[GIVEN EXERCISE A] From the passage below about the Falls curfew, list every item the marching women were waving as they went down the Falls Road.
[GIVEN EXERCISE B]
Answer these questions using the passage below about the Falls curfew:
(i) What was Zbigniew Uglik's occupation?
(ii) How many Catholic women marched on the lower Falls?
(iii) In which street was the emergency food centre set up?

Zbigniew Uglik was a postman and amateur photographer.
The Polish national was shot as he tried to take photographs.
The curfew continued through Saturday and into Sunday when 3,000 Catholic women, on hearing reports of families not having enough to eat, marched on the lower Falls to bring food.
The Irish News from Monday July 6 reported: "Troops at barbed wire barricades were taken by surprise by the chanting, singing, yelling women.
"They marched down the Falls Road waving shopping bags, bottles of milk and loaves of bread. Some wore aprons, mothers clutched the hands of small children. Some were in their Sunday best after coming from Mass."
Many of the women stopped to hand in their gifts at a school hall.
The Legion of Mary and Knights of Malta set up an emergency food centre in Sultan Street.
Reports described how within minutes of it being open, women and children from other areas formed a long queue eager to hand over what they could donate.

[LISTED RECORDS]
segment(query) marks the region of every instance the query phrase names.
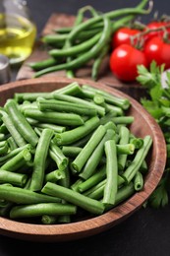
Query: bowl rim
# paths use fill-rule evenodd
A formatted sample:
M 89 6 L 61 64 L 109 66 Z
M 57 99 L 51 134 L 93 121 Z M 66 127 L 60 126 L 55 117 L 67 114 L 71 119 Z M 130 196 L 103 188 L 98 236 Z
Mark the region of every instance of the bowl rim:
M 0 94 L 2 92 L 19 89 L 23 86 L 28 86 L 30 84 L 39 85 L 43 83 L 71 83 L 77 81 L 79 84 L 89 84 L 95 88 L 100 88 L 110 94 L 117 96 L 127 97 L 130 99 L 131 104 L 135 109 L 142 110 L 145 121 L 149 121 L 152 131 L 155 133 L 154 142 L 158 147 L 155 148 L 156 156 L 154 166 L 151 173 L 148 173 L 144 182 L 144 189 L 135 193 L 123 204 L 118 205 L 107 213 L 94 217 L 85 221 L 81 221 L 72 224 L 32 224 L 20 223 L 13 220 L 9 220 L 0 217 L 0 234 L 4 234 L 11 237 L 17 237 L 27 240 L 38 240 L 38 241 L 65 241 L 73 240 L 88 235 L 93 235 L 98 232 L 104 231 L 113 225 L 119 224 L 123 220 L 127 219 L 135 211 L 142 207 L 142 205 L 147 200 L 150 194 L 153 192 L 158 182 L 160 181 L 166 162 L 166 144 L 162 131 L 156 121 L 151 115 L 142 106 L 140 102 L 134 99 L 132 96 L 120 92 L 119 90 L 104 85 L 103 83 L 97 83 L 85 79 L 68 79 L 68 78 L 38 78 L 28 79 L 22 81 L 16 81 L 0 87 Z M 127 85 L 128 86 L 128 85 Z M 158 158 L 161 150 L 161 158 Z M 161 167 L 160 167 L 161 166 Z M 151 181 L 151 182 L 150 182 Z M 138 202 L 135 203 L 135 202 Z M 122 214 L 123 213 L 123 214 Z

--

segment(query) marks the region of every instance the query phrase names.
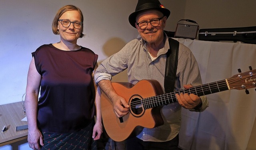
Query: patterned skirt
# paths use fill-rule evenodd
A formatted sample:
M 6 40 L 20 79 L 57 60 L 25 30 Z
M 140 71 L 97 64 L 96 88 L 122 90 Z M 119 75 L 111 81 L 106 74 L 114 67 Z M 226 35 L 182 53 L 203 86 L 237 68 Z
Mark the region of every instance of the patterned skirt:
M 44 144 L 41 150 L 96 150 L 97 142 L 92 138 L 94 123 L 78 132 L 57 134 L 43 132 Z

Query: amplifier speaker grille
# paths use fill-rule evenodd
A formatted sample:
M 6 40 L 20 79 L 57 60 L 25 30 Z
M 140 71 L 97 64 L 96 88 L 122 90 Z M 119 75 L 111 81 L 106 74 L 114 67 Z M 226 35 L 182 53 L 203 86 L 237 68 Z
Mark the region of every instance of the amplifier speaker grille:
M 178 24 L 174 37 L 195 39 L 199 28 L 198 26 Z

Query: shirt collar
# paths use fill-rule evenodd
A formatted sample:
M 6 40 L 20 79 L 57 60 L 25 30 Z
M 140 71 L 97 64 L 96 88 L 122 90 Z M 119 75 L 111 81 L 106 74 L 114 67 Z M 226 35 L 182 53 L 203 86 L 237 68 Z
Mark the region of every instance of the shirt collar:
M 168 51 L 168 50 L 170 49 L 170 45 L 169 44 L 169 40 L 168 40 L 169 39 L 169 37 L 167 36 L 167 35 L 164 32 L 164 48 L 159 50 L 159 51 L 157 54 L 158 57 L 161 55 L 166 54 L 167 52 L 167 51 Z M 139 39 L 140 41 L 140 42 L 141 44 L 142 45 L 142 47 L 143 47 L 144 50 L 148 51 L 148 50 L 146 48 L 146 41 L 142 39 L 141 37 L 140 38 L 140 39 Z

[RESPONSE A]
Shopping bags
Bottles of milk
Loaves of bread

[RESPONSE B]
(i) He was a postman and amateur photographer.
(ii) 3,000
(iii) Sultan Street